■ Given task: Rescale the lines from the one containing "like [464, 49]." through the end of the records, copying every line in full but multiplying each answer coordinate by 0.5 and rounding to whole numbers, with halves rounded up. Leave the pictures out of your answer.

Pointing dataset excerpts

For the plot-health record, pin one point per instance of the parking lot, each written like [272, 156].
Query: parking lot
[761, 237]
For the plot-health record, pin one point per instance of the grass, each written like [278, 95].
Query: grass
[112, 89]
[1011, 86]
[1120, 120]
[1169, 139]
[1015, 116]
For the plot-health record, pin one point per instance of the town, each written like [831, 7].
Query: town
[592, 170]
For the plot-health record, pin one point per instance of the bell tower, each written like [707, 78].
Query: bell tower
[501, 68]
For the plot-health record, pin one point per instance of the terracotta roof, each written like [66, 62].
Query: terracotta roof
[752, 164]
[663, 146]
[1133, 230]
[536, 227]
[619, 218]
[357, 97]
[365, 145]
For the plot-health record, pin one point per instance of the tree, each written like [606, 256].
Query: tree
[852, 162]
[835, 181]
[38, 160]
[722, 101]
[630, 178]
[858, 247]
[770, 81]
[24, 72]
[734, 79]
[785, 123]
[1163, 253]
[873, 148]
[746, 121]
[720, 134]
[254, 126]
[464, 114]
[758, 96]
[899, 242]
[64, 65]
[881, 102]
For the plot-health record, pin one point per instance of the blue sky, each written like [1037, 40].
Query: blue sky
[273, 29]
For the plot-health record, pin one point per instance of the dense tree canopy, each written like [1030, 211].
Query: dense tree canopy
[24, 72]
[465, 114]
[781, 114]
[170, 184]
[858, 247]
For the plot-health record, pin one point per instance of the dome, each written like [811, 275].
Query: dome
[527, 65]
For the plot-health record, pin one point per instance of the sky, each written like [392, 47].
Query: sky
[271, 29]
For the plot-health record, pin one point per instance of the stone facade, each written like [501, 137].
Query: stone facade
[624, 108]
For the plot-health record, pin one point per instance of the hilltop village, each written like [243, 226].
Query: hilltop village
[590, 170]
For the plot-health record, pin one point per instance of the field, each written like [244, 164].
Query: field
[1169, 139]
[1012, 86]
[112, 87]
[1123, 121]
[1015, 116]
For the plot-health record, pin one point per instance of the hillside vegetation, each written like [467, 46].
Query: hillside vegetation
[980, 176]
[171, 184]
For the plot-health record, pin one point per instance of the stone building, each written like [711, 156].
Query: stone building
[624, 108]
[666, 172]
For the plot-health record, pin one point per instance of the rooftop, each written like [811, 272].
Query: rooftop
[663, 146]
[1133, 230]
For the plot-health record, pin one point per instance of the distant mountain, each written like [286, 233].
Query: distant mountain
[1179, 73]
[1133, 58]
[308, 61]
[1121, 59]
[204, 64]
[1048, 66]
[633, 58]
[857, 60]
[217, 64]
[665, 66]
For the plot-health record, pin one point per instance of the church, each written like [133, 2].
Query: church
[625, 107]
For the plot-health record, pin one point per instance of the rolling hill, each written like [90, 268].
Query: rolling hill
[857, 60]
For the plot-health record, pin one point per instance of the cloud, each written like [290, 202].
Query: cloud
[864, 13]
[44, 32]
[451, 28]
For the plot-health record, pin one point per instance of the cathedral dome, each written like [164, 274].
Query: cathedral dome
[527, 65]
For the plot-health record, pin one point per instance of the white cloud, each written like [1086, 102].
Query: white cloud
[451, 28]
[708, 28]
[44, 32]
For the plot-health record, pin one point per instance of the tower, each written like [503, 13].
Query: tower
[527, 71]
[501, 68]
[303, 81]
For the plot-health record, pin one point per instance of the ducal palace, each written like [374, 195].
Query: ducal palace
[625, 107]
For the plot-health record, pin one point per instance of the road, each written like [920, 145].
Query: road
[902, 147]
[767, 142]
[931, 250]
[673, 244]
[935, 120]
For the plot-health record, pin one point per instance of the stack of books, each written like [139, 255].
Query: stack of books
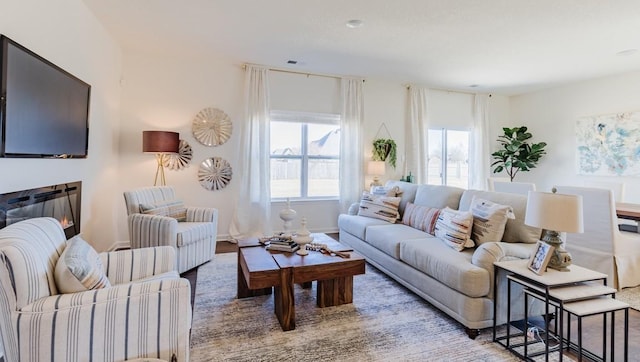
[282, 244]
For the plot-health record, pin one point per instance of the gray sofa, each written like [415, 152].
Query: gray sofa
[458, 283]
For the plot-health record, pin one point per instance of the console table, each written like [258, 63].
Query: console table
[580, 292]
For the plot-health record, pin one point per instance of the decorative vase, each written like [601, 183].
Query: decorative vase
[303, 237]
[287, 215]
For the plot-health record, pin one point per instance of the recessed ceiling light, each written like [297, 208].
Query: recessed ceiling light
[354, 23]
[626, 52]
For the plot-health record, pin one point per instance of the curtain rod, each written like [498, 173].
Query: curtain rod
[448, 90]
[281, 70]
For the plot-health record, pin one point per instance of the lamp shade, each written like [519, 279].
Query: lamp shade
[376, 168]
[557, 212]
[160, 141]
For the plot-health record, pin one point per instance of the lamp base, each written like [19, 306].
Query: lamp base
[560, 259]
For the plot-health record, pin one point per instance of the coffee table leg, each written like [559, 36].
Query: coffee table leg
[283, 300]
[334, 291]
[243, 287]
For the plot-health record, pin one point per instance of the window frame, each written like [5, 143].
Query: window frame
[444, 142]
[304, 119]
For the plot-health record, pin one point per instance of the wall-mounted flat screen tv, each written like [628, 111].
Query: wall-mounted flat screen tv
[44, 110]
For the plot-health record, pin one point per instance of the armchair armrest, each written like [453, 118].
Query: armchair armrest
[202, 214]
[150, 319]
[152, 230]
[128, 265]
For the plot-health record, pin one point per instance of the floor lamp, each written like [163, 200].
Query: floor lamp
[160, 142]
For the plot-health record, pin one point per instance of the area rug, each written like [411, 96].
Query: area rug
[630, 296]
[385, 322]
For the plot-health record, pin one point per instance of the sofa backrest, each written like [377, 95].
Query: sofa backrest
[147, 195]
[408, 192]
[29, 251]
[515, 231]
[438, 196]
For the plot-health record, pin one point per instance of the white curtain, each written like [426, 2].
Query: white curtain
[253, 207]
[416, 134]
[351, 159]
[480, 156]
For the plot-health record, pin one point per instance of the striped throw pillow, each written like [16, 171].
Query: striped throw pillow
[379, 207]
[421, 217]
[454, 228]
[174, 209]
[79, 268]
[489, 220]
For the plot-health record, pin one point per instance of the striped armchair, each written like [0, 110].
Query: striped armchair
[193, 239]
[145, 313]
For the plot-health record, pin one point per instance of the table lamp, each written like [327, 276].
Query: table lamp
[376, 169]
[555, 213]
[160, 143]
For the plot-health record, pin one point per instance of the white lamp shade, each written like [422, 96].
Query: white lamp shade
[376, 168]
[557, 212]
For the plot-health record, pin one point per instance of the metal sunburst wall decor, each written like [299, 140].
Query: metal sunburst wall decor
[179, 160]
[212, 127]
[214, 173]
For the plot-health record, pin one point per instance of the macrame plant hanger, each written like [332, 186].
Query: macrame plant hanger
[387, 149]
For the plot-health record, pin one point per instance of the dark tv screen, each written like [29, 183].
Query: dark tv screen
[44, 109]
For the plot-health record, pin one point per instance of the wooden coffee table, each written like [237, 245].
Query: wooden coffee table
[260, 270]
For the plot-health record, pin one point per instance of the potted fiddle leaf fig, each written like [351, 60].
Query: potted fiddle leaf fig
[384, 149]
[517, 154]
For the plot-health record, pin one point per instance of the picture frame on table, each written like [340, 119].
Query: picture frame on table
[540, 258]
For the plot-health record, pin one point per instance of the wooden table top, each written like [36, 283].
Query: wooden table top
[628, 211]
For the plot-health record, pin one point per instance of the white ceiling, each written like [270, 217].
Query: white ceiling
[502, 46]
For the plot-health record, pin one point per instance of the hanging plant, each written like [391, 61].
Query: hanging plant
[384, 149]
[516, 153]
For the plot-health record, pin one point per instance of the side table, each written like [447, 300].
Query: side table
[580, 292]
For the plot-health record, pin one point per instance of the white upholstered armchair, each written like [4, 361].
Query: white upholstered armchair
[156, 217]
[145, 312]
[602, 247]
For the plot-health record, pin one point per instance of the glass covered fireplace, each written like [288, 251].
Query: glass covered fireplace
[61, 202]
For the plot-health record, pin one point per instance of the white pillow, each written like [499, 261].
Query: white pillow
[174, 209]
[79, 268]
[379, 207]
[454, 228]
[489, 220]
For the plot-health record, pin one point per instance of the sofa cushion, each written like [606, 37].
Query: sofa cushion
[357, 225]
[421, 217]
[451, 268]
[387, 238]
[515, 231]
[379, 207]
[489, 220]
[191, 232]
[174, 209]
[79, 268]
[438, 196]
[454, 228]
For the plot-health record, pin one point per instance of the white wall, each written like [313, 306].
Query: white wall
[66, 33]
[551, 116]
[166, 93]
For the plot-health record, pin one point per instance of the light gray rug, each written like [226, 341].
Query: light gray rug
[385, 322]
[630, 296]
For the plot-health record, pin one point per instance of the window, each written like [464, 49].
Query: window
[305, 155]
[448, 158]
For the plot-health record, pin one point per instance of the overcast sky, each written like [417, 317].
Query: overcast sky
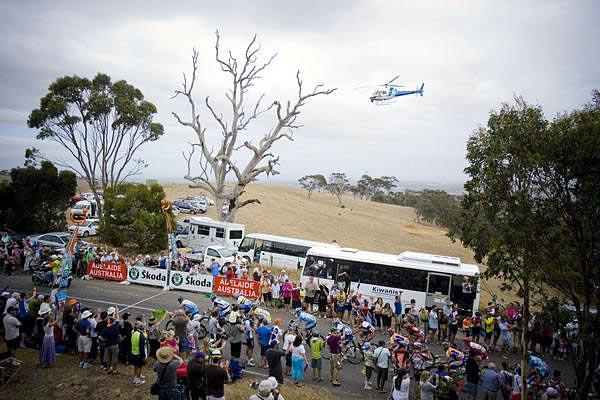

■ Solution:
For the plot-health record, pin one point per instance of the window, each written like [464, 49].
Query: window
[153, 78]
[224, 79]
For the plot-health record, pin one point per instance of the overcast sky, each written like [417, 317].
Query: overcast sky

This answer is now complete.